* [Provided passage]
<<<<

Mar 28

Sacred and Profane

For many years after the event, I always remembered the date. April 19, 1993. Recently, I just think about how the event changed a lot of things in America and how it brought a change in me. The world should never forget what happened and the world should know and understand much more than the federal government’s version of what took place on that awful day.

In his article titled, Sacred and Profane, Malcolm Gladwell, writing for New Yorker magazine, attempts to shed some light on the context of events that lead up to what happened that day in April 1993.

From the article, excerpt from Clive Doyle’s account as told in his book; “A Journey to Waco,” (Clive) Doyle’s memoir, is an account of what it means to be a religious radical—to worship on the fringes of contemporary Christianity. Doyle takes the story from his childhood in Australia through the extraordinary events of 1993, when some eighty armed agents of the Bureau of Alcohol, Tobacco, and Firearms raided the Mount Carmel community, in an effort to serve a search and arrest warrant on Koresh, on suspicion of violating federal firearms rules. “I want you all to go back to your rooms and stay calm,” Doyle recalls Koresh saying, as federal agents descended on Mount Carmel. Doyle goes on, “I could hear David’s steps going down the hall toward the front door. . . . Then all of a sudden I heard David say: ‘Hey, wait a minute! There are women and children in here!’ Then all hell broke loose—just a barrage of shots from outside coming in. It sounded like a bloodbath.”

>>>>

Items from a data source:
<<<<

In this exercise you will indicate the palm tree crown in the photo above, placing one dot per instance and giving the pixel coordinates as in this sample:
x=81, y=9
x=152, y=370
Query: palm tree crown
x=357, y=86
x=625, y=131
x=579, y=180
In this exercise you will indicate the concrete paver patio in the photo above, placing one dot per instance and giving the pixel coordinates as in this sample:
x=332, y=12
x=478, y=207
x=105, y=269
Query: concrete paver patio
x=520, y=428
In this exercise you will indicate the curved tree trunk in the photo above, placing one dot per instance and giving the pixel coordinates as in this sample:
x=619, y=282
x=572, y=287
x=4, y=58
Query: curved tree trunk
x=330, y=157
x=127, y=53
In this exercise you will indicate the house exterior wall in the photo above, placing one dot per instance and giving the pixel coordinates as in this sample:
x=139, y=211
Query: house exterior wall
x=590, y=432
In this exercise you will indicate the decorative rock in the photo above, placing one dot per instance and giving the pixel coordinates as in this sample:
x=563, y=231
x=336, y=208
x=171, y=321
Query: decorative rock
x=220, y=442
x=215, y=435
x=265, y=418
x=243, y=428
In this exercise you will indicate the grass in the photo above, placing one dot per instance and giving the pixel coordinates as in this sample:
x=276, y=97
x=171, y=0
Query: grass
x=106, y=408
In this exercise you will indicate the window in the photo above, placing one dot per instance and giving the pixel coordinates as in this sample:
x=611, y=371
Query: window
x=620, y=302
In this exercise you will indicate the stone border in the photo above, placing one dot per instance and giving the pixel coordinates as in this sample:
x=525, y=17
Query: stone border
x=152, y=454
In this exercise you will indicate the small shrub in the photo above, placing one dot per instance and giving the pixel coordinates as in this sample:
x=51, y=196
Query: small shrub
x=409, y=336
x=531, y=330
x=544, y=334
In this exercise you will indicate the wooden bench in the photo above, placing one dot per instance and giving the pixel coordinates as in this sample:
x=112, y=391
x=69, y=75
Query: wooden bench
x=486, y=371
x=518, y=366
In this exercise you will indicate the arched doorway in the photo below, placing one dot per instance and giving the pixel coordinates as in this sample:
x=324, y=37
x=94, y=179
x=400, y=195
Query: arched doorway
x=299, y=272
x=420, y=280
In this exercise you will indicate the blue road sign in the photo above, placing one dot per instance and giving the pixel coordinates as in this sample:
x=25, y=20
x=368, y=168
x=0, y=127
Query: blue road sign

>>>>

* [Required tasks]
1 - Copy the records exactly, starting at their first line and running through the line containing "x=520, y=428", with that line included.
2 - Extend the piece on the 1993 raid at Mount Carmel beyond its final sentence.

* [Task responses]
1 -
In this exercise you will indicate the palm tree crown in the photo above, placing one dot per instance and giving the pixel coordinates as in this sample:
x=81, y=9
x=152, y=370
Query: palm tree crown
x=357, y=86
x=625, y=131
x=579, y=180
In this exercise you will indicate the concrete paver patio in the photo above, placing one dot per instance and giving the pixel coordinates as in this sample:
x=332, y=12
x=478, y=207
x=105, y=269
Query: concrete paver patio
x=520, y=428

2 -
In the resulting gun battle, four A.T.F. agents and six Davidians were killed. The F.B.I. was called in. The Davidian property was surrounded. An army of trained negotiators were flown to the scene, and for the next fifty-one days the two sides talked day and night—arguing, lecturing, bargaining—with the highlights of their conversations repeated at press conferences and broadcasts around the world. The Waco standoff was one of the most public conversations in the history of American law enforcement, and the question Doyle poses in his memoir, with genuine puzzlement, is how a religious community could go to such lengths to explain itself to such little effect.”


Gladwell’s writing is insightful for those unfamiliar with the case, but it falls short with respect to imparting a clear understanding about ATF history of shoddy investigation and general lawlessness. Neither does he mention the media complicity in reporting only the government version of events. Waco made it clear that investigative journalism from the major media outlets in America is dead.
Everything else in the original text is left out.